**Extracted material**
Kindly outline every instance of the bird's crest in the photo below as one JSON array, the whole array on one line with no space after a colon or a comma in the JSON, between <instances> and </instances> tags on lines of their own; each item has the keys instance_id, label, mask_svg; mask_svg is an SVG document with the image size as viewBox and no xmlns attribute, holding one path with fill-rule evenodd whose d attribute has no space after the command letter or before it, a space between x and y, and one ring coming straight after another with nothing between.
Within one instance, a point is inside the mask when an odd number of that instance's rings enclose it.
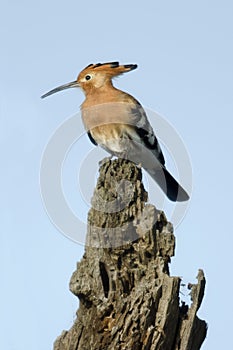
<instances>
[{"instance_id":1,"label":"bird's crest","mask_svg":"<svg viewBox=\"0 0 233 350\"><path fill-rule=\"evenodd\" d=\"M115 77L120 74L130 72L137 68L137 64L124 64L120 65L119 62L106 62L106 63L96 63L89 64L85 67L80 74L86 74L87 72L103 72L110 77Z\"/></svg>"}]
</instances>

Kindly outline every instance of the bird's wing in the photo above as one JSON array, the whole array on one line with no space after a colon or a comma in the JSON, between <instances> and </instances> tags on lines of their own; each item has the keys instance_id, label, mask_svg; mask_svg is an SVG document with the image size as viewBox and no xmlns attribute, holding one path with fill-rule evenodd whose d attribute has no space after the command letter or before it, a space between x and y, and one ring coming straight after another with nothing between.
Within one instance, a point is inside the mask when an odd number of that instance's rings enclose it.
<instances>
[{"instance_id":1,"label":"bird's wing","mask_svg":"<svg viewBox=\"0 0 233 350\"><path fill-rule=\"evenodd\" d=\"M165 159L160 148L157 137L154 134L150 125L146 112L141 104L136 101L136 104L131 107L131 114L134 120L134 128L141 142L146 148L151 150L153 155L159 160L162 165L165 165Z\"/></svg>"}]
</instances>

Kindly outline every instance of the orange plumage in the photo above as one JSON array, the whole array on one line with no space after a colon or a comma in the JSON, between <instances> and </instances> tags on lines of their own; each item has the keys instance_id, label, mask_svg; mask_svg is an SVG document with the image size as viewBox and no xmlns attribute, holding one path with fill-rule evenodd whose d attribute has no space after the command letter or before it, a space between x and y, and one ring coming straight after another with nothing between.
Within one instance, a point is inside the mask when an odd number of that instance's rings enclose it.
<instances>
[{"instance_id":1,"label":"orange plumage","mask_svg":"<svg viewBox=\"0 0 233 350\"><path fill-rule=\"evenodd\" d=\"M120 65L118 62L90 64L77 80L42 97L80 87L86 97L81 111L90 140L111 155L140 163L170 200L186 201L189 199L187 192L165 167L164 156L144 109L133 96L112 84L114 77L135 68L136 64Z\"/></svg>"}]
</instances>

**What is required**
Reproduce the material word for word, starting at the line that contains "Kindly outline every instance of the orange" and ending at the last line of the material.

**Response to the task**
Kindly outline every instance of the orange plumage in the photo above as one JSON array, the whole array on one line with no space after a colon or a comma in the JSON, between <instances> and </instances> tags on lines of their own; each item has the keys instance_id, label, mask_svg; mask_svg is an SVG document with the image size as viewBox and no xmlns attribute, holding one path with fill-rule evenodd whose d attribute has no space after the command letter or before it, a space between x and y, and one ring coming straight after another with nothing between.
Within one instance, a point is inside the mask when an odd number of that instance's rings enclose it.
<instances>
[{"instance_id":1,"label":"orange plumage","mask_svg":"<svg viewBox=\"0 0 233 350\"><path fill-rule=\"evenodd\" d=\"M120 65L118 62L90 64L77 80L42 97L80 87L86 97L81 111L90 140L111 155L140 163L170 200L186 201L189 199L187 192L165 167L164 156L144 109L133 96L112 84L114 77L135 68L136 64Z\"/></svg>"}]
</instances>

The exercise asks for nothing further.